### [EXTRAIT DU DOCUMENT]

De leur côté, les infirmières et autres travailleurs de la santé se plaignent d’être débordés et souvent exténués. Il existe un sentiment à l’effet que la situation se détériore. Nous sommes loin des 300 groupes de médecine familiale et des 50 supercliniques promises par le ministre.

Réforme nécessaire

L’état du système est tel qu’une majorité de Québécois sont convaincus qu’une réforme en profondeur est nécessaire. Tous les organismes qui ont analysé notre système, le Commonwealth Fund, l’Institut canadien d’information sur la santé (ICIS) et le Commissaire québécois à la santé, concluent que des changements fondamentaux sont absolument essentiels.

Fait nouveau intéressant, de plus en plus de jeunes médecins brisent le silence et réclament ouvertement des changements non pas pour accroître leurs revenus, mais pour mieux répondre aux besoins des personnes qui font appel à leurs services.

Les enjeux du système de santé sont connus. Il est évident que le ministre ne peut gérer à lui seul le système à coups de gueule, de sanctions, d’intimidation et de brassage de structures. Les principes élémentaires d’une saine gouvernance doivent retrouver leur place et le patient doit être replacé au centre du système.

Les changements nécessaires afin de rééquilibrer le système et y réintroduire le bon sens vont être nombreux et complexes. Une tâche de longue haleine qui va s’étaler sur des mois et possiblement des années.

### [EXERCICE]
Recopiez le passage de l'extrait sur le système de santé compris entre « Les changements nécessaires » et « possiblement des années. », bornes incluses, en y remplaçant « bon sens » par « sens commun ».

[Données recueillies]
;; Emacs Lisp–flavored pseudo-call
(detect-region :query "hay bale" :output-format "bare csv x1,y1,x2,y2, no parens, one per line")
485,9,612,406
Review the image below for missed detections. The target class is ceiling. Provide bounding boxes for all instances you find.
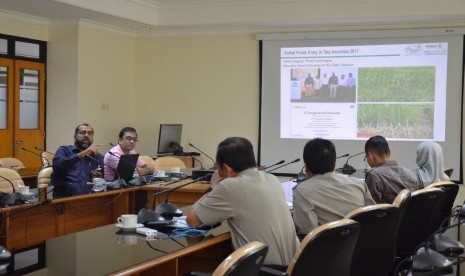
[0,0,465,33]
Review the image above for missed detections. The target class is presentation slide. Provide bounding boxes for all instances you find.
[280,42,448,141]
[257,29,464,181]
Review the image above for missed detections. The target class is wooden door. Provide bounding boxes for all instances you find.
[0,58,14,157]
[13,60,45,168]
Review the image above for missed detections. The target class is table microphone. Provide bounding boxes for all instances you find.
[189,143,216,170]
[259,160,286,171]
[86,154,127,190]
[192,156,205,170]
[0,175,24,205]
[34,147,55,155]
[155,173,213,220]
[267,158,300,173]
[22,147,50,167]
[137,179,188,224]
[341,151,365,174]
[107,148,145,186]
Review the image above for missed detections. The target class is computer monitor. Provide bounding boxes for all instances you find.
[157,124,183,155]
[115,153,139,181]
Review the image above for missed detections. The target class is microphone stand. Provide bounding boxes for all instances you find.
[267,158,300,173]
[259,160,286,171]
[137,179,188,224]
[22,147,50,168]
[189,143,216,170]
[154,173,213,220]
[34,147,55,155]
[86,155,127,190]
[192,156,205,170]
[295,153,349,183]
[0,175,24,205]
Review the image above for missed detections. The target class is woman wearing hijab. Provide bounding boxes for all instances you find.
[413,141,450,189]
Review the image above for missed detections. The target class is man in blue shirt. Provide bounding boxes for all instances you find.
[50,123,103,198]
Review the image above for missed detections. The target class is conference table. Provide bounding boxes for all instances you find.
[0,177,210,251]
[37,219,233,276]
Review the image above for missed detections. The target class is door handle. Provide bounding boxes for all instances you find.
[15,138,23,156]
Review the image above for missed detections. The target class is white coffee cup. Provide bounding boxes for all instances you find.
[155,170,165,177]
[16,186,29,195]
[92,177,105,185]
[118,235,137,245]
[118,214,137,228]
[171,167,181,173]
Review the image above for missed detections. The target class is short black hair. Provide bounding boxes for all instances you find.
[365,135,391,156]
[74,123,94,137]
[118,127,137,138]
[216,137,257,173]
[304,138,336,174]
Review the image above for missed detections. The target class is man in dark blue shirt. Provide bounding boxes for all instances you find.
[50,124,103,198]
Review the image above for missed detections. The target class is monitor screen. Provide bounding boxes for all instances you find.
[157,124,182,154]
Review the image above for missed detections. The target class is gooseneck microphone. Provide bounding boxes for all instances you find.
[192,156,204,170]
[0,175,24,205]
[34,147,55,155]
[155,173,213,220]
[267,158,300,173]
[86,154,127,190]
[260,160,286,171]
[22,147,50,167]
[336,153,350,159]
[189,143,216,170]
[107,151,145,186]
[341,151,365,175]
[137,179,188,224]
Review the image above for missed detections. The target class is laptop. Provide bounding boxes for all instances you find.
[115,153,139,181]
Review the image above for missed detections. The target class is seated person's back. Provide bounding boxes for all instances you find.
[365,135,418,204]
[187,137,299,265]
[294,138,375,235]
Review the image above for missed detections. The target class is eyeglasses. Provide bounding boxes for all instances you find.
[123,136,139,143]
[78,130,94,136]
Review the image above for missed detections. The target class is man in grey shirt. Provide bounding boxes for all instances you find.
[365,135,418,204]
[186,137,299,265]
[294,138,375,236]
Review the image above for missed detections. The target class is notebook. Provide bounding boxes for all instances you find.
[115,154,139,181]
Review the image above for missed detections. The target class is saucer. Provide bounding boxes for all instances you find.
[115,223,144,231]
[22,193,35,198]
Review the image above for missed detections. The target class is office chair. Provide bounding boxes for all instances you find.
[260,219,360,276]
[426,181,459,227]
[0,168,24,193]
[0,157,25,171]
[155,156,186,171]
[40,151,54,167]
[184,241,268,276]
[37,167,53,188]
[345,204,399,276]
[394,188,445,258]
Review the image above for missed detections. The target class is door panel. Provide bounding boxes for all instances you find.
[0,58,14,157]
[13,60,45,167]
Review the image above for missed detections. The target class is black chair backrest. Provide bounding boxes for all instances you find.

### [RÉSULTAT]
Les changements nécessaires afin de rééquilibrer le système et y réintroduire le sens commun vont être nombreux et complexes. Une tâche de longue haleine qui va s’étaler sur des mois et possiblement des années.